**Exercise directions**
Rewrite the records starting with the line that contains "Target: dark blue water" and going on through the end of the records, both ends included, with every point coordinate scaled by 1.1 and rounded to a whole number, halves rounded up. Give only those lines, with their requests included and the pictures left out.

**Point annotations for photos**
::::

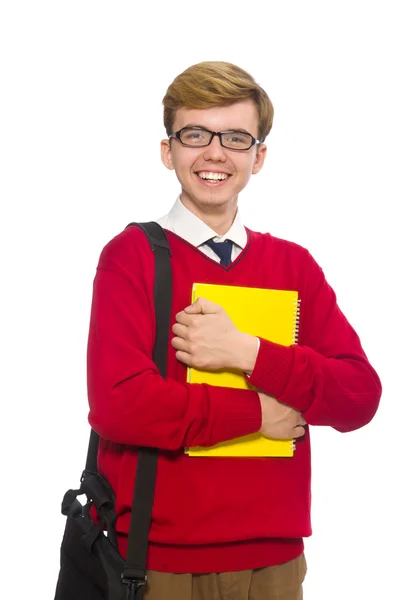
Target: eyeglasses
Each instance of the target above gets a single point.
(197, 137)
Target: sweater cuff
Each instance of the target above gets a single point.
(239, 413)
(272, 368)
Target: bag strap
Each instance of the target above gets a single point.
(134, 575)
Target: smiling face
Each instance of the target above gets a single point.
(212, 176)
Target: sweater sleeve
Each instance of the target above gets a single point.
(130, 403)
(327, 376)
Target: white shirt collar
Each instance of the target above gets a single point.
(188, 226)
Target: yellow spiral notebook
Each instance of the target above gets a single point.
(266, 313)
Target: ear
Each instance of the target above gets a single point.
(166, 154)
(259, 158)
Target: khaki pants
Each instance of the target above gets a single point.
(282, 582)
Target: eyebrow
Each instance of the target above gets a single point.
(238, 129)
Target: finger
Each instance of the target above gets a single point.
(180, 330)
(180, 344)
(184, 357)
(203, 306)
(183, 318)
(299, 431)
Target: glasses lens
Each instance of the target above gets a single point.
(195, 137)
(237, 140)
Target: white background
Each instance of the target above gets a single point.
(81, 120)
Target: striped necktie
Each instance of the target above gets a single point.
(223, 250)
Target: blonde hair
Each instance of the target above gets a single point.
(216, 83)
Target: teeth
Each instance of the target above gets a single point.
(213, 176)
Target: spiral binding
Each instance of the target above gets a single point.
(295, 330)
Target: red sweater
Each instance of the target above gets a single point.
(217, 514)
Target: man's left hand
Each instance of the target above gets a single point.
(206, 338)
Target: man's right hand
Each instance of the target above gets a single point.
(280, 421)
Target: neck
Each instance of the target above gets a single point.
(219, 217)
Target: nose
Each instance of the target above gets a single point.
(215, 151)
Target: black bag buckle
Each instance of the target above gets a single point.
(134, 586)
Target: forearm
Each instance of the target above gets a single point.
(130, 402)
(341, 391)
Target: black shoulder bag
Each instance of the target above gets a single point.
(91, 568)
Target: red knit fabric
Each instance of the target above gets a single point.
(217, 514)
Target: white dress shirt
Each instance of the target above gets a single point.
(192, 229)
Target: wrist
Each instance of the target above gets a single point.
(247, 350)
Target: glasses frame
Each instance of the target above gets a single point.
(177, 135)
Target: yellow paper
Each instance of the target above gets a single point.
(266, 313)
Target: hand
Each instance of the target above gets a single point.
(279, 421)
(206, 338)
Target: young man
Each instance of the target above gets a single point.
(222, 527)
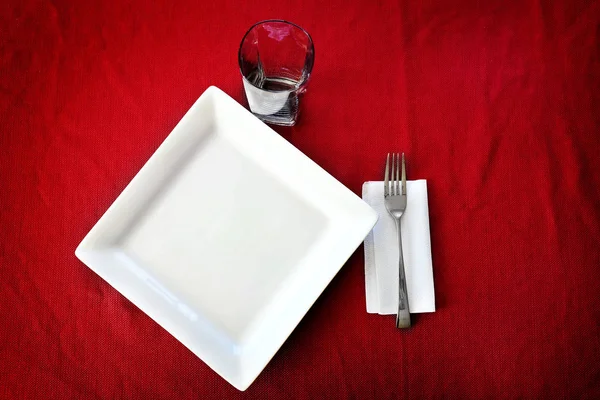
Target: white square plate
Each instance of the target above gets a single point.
(227, 236)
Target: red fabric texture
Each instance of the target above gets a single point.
(495, 103)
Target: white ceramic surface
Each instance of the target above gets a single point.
(227, 236)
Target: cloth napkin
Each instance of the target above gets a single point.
(381, 252)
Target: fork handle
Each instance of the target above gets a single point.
(403, 316)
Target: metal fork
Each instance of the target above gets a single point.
(394, 192)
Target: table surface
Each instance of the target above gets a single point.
(495, 104)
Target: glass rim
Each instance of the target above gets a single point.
(310, 42)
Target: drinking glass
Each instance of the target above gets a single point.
(276, 59)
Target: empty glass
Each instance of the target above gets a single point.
(276, 58)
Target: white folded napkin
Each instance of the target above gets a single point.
(381, 252)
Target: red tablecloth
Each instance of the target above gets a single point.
(497, 105)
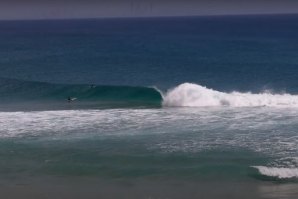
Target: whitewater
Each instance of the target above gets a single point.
(194, 95)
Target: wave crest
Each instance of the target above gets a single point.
(193, 95)
(281, 173)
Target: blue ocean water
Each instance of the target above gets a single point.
(161, 107)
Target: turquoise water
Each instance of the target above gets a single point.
(202, 107)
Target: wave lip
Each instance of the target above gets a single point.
(194, 95)
(281, 173)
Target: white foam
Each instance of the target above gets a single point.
(281, 173)
(193, 95)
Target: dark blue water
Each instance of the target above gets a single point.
(135, 128)
(245, 53)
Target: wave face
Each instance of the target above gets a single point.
(193, 95)
(280, 173)
(16, 91)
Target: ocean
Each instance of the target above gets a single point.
(159, 108)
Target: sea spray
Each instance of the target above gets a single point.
(194, 95)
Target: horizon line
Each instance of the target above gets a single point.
(146, 17)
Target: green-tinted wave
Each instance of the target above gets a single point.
(91, 96)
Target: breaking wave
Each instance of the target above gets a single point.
(280, 173)
(193, 95)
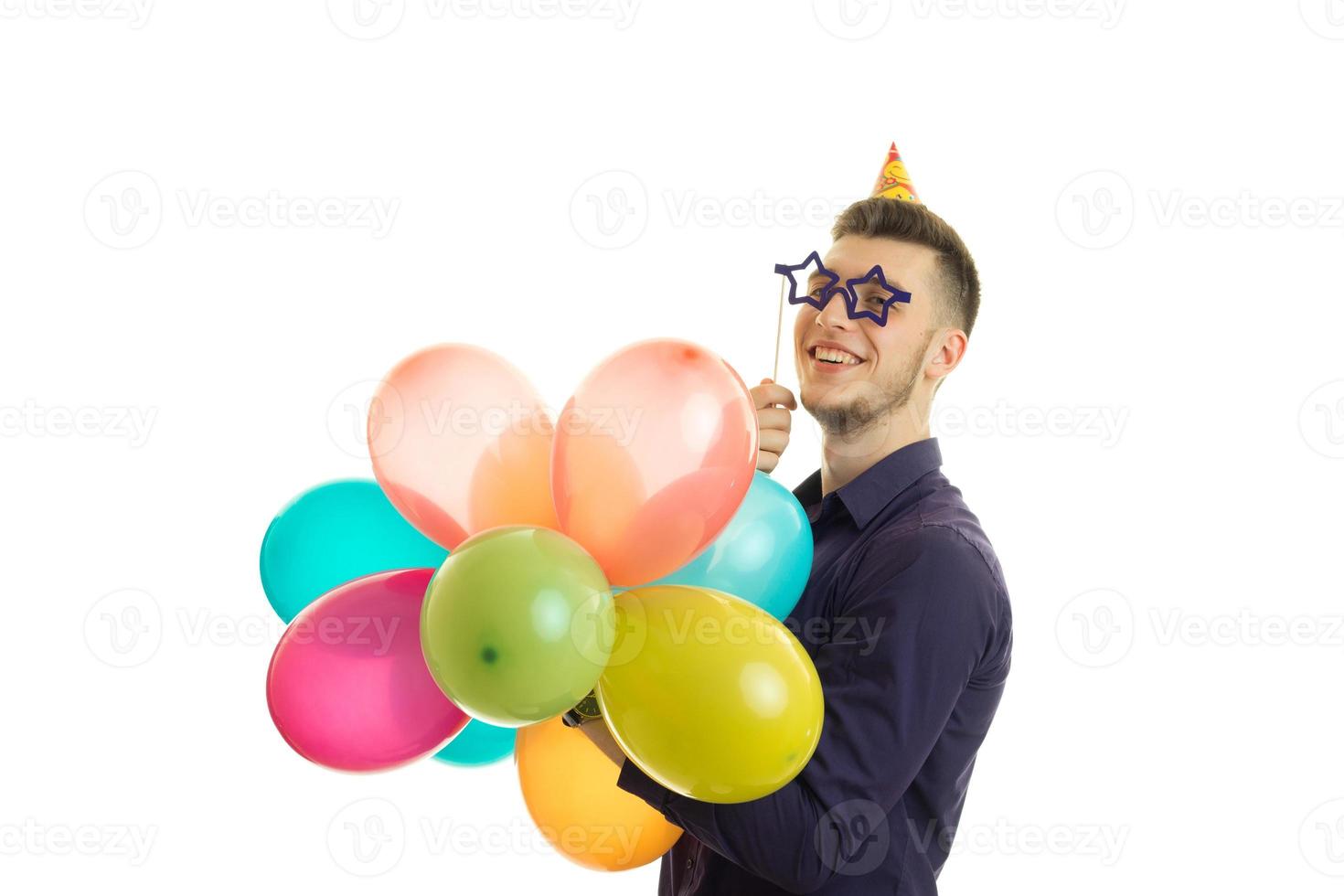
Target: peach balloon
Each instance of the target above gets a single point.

::::

**Full solution**
Target: dark blue water
Each instance of the target above gets a single point.
(149, 141)
(270, 58)
Target: wave face
Each instance of the target above gets a single point.
(212, 105)
(308, 190)
(18, 100)
Target: ocean
Each instance of the target above gets a single point.
(175, 119)
Target: sea spray
Each instance of the target above gets a single point.
(213, 105)
Target: horizon line
Each instance of the target above gets a single point.
(161, 19)
Target: green-tinted wave
Each instance of the target above gets a single point.
(100, 106)
Target: breaking wave
Each instance of the target above gets a single point.
(308, 190)
(212, 105)
Target: peach balloon
Each instance of the target above gets a single point.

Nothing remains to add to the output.